* **QUESTIONS TO ANSWER**
A. In the text on dual leadership, which country is named as one where dual leadership is more common?
B. Rewrite the part of the text on dual leadership that begins at the words "Global pandemic aside, consider" and stops after "and coming’ talent.", with "complementary skills" replaced by "different strengths".

* **TEXT SECTION**
▶
Last week’s ‘top four must reads’ post which included a link to an article in HBR titled “Is CEO a Two-Person Job”, has created a lot of chatter in our business. So, we thought we’d dig a little deeper…
In summary, the article authors contend that with expectations of modern leadership evolving, companies need to rethink existing approaches and structures, to enable their leader(s) to succeed.
This includes the typical model of the “omnipotent” CEO sitting at the top of the organisational structure which can result in an untenable situation for a single person to manage – with demands for setting and leading strategic direction, managing and overseeing internal decision making, the admin of people leadership, as well as being the external face of the organisation. Then overlay that with a global pandemic and business response/recovery plan.
Dual leadership, co-CEO’s or “two in the box” as some describe it, is an approach more common in countries like Germany, with global multinationals like SAP, Daimler AG and Deutsche Bank having trailed the concept.
Global pandemic aside, consider what keeps a CEO up at night – investor/shareholder concerns, global economy, regulatory uncertainty, technological change, operational and safety risks, competition, talent retention – the answer is, a lot. With all of these challenges occupying a leader’s time, having two in the role, particularly two CEOs with complementary skills, can be a real benefit. As well as the advantage of retaining knowledge within a business from a succession perspective, should one CEO move on, as well as the opportunity it presents for senior leaders who can see a path to the top role(s) which may mean you are less likely to loose ‘up and coming’ talent.
◀
* **MATERIAL PROVIDED**
▶
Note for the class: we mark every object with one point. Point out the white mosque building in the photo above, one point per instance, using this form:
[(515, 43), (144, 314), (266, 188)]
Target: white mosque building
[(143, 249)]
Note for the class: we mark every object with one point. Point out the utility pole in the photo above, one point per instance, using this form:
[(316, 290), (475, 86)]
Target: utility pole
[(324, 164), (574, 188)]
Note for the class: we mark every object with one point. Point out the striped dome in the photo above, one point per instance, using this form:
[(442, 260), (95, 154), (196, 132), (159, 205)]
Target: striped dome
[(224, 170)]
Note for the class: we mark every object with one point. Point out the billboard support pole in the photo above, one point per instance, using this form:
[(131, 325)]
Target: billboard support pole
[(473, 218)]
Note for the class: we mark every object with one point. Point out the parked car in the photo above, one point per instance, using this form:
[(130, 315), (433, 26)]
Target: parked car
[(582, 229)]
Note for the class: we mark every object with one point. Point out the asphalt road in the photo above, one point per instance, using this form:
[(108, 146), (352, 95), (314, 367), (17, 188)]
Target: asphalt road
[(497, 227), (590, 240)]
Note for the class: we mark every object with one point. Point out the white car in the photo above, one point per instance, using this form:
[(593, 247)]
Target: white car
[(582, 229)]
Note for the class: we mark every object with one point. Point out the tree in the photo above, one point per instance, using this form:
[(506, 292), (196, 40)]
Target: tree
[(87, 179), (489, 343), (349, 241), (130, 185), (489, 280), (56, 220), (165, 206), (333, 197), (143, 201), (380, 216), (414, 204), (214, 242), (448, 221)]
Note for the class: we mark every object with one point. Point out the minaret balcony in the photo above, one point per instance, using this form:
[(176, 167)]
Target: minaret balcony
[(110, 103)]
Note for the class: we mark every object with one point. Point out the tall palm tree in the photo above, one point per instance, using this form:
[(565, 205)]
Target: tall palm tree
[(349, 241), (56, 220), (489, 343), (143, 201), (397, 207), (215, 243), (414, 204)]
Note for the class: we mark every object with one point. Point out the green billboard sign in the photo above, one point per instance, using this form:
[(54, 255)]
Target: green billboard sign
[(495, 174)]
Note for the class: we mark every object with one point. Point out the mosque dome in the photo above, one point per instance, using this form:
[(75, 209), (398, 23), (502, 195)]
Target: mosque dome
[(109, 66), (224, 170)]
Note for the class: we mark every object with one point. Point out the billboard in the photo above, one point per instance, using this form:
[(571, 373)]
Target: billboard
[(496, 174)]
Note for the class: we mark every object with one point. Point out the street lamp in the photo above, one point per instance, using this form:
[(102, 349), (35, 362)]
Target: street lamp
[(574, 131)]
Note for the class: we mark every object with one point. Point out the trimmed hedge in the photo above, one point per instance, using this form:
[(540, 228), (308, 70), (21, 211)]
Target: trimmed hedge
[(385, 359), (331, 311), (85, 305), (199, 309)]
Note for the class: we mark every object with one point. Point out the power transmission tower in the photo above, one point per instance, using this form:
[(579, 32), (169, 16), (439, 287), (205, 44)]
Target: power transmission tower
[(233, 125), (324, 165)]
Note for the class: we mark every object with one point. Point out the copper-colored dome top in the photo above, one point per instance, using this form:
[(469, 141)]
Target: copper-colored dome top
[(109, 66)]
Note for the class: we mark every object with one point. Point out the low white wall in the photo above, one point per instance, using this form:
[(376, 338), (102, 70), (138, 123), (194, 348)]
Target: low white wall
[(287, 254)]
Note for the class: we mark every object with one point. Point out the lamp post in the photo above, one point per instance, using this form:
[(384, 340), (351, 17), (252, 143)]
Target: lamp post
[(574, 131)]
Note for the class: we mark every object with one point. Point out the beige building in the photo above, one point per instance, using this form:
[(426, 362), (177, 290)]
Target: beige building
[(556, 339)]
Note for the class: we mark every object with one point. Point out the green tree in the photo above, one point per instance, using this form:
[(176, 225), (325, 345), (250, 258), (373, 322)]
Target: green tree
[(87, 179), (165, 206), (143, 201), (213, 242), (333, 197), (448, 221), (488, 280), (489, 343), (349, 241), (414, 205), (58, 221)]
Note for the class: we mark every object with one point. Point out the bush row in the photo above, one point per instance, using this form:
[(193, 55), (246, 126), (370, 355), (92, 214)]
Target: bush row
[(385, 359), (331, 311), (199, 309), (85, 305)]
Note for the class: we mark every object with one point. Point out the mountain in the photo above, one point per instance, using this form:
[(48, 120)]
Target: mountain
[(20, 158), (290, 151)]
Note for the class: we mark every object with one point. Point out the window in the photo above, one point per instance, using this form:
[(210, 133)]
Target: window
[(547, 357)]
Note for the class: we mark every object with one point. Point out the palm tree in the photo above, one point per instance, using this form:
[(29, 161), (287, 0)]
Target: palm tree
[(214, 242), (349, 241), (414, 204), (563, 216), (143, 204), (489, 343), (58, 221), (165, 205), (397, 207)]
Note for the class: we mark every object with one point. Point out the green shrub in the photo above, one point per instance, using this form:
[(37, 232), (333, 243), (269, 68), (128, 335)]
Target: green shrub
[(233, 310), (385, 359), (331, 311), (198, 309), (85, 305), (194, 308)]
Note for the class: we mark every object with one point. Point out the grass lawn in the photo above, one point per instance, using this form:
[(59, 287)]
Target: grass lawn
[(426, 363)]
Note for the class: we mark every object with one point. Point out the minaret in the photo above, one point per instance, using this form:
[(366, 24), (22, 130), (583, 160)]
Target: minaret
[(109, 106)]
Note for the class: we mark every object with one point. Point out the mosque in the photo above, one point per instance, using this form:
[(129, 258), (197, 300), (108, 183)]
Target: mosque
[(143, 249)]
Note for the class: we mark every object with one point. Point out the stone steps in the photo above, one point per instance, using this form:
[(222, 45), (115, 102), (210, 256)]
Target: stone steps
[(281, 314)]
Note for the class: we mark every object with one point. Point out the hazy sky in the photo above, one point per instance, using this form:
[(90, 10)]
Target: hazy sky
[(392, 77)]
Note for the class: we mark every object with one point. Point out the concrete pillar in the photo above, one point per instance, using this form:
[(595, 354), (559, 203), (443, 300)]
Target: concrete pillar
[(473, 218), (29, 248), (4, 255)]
◀
▶
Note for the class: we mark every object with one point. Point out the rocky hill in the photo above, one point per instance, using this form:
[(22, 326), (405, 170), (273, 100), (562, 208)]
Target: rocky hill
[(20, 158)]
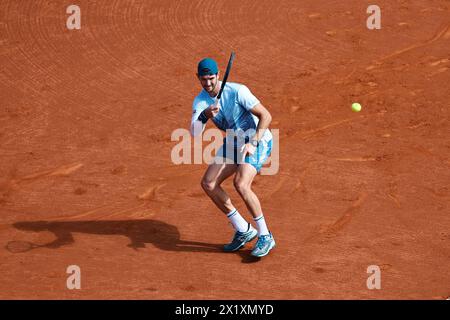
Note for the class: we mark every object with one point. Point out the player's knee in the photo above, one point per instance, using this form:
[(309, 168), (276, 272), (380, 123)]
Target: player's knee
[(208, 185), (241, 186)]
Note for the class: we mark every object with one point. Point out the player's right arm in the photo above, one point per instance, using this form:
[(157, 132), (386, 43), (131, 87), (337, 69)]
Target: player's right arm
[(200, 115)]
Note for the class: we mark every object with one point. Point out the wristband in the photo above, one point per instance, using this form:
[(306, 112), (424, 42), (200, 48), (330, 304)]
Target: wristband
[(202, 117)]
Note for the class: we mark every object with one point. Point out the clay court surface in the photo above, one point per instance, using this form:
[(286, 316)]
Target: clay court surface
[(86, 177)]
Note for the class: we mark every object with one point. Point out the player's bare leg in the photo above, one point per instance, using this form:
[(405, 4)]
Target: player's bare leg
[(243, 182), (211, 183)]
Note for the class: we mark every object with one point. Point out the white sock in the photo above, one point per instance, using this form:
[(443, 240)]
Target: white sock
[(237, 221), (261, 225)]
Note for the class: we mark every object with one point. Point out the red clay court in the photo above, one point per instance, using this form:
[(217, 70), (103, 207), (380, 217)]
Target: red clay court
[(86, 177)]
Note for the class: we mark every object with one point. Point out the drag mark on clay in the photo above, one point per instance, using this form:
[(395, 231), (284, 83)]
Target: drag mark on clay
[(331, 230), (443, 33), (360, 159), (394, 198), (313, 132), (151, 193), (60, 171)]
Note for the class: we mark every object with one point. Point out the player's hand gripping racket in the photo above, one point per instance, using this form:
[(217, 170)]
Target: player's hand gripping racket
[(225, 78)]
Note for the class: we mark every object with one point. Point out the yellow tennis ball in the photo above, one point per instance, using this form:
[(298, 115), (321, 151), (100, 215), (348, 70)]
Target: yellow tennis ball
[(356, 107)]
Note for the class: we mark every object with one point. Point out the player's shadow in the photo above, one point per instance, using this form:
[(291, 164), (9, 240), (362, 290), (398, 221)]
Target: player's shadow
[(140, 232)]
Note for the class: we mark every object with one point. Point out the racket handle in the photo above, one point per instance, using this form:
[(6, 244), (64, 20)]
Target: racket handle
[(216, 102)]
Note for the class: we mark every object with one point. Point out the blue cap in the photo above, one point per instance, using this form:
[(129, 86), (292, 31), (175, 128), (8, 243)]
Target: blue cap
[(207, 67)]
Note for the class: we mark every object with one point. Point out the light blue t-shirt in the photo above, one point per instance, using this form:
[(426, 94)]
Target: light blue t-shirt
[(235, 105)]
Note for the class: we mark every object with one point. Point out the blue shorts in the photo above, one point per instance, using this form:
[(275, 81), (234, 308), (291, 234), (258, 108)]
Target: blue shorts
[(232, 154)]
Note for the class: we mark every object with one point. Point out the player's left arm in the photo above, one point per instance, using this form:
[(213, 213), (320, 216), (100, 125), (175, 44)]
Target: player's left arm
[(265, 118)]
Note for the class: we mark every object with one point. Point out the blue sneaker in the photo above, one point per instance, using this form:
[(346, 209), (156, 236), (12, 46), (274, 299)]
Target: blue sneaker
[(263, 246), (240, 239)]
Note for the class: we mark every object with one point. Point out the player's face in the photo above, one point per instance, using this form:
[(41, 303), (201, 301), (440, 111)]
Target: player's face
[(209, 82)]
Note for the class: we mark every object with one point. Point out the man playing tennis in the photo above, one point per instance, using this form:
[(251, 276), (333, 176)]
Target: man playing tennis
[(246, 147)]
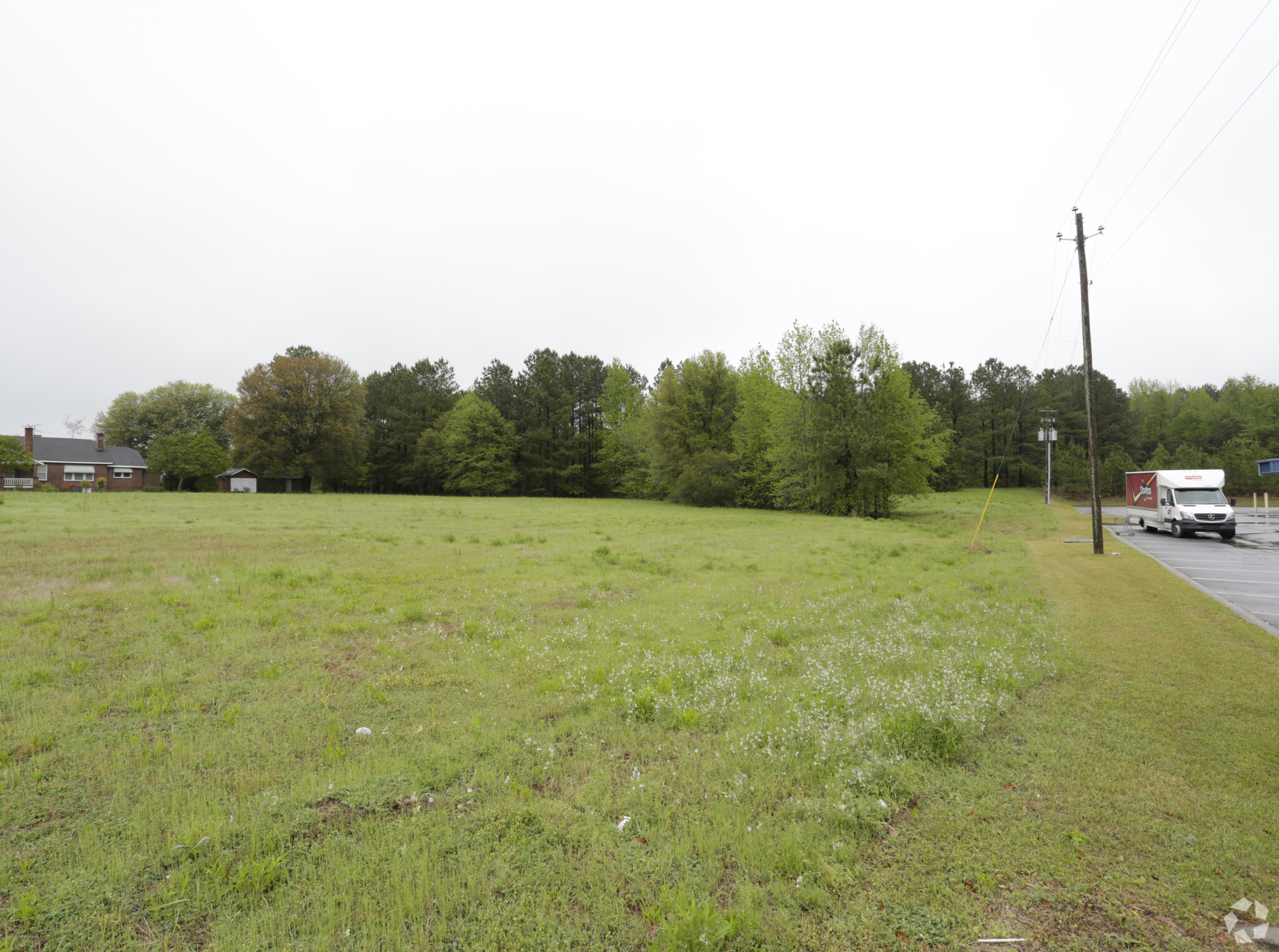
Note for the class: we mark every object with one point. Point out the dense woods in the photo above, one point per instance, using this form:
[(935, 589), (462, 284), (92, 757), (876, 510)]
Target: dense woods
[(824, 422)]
◀
▶
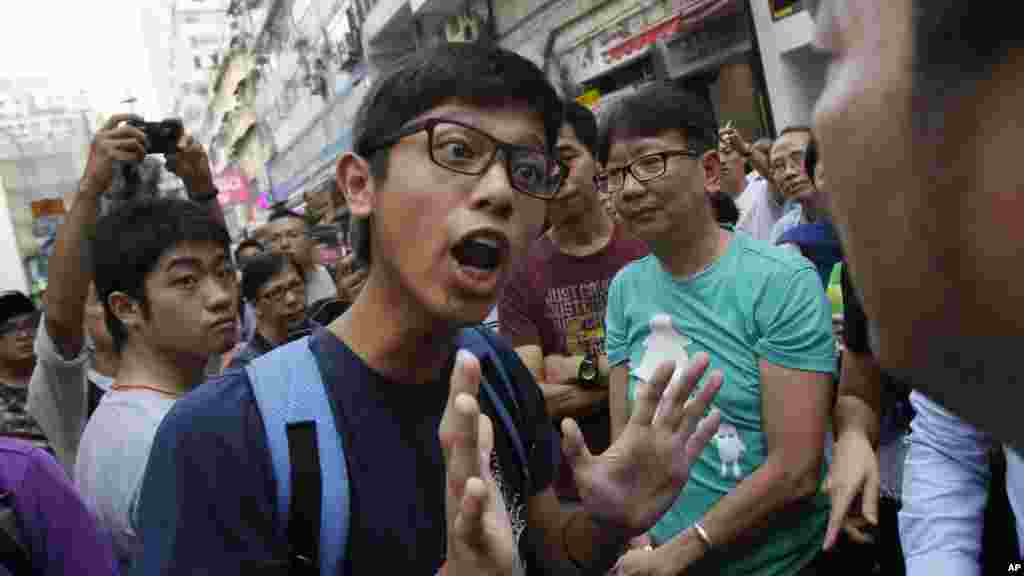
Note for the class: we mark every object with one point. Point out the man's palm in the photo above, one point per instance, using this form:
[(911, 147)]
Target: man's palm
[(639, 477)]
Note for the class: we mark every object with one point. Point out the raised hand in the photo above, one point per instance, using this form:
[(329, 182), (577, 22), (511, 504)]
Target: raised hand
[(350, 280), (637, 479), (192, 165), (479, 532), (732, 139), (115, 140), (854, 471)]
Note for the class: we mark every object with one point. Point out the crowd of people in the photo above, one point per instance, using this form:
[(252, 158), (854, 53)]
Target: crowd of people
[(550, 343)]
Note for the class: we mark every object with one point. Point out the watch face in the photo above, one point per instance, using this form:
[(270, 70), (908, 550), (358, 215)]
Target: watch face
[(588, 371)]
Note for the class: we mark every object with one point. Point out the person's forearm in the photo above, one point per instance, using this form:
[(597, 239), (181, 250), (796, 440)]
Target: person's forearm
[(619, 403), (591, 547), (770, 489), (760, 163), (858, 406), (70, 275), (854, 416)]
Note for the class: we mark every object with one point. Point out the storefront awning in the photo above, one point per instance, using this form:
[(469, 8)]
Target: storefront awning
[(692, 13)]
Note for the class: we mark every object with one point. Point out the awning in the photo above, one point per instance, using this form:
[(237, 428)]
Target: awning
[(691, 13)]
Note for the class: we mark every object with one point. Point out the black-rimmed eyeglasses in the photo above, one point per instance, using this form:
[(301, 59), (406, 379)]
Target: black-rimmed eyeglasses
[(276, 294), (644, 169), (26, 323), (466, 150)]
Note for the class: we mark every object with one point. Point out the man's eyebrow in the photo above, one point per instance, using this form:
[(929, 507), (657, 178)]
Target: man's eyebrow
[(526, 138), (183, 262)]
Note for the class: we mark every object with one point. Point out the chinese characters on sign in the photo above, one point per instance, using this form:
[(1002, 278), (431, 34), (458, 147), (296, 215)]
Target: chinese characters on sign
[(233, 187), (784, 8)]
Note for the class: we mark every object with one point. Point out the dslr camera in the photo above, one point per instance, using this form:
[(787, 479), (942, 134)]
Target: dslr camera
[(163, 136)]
◀
* **ANSWERS FOR THIS EXERCISE**
A. Germany

B.
Global pandemic aside, consider what keeps a CEO up at night – investor/shareholder concerns, global economy, regulatory uncertainty, technological change, operational and safety risks, competition, talent retention – the answer is, a lot. With all of these challenges occupying a leader’s time, having two in the role, particularly two CEOs with different strengths, can be a real benefit. As well as the advantage of retaining knowledge within a business from a succession perspective, should one CEO move on, as well as the opportunity it presents for senior leaders who can see a path to the top role(s) which may mean you are less likely to loose ‘up and coming’ talent.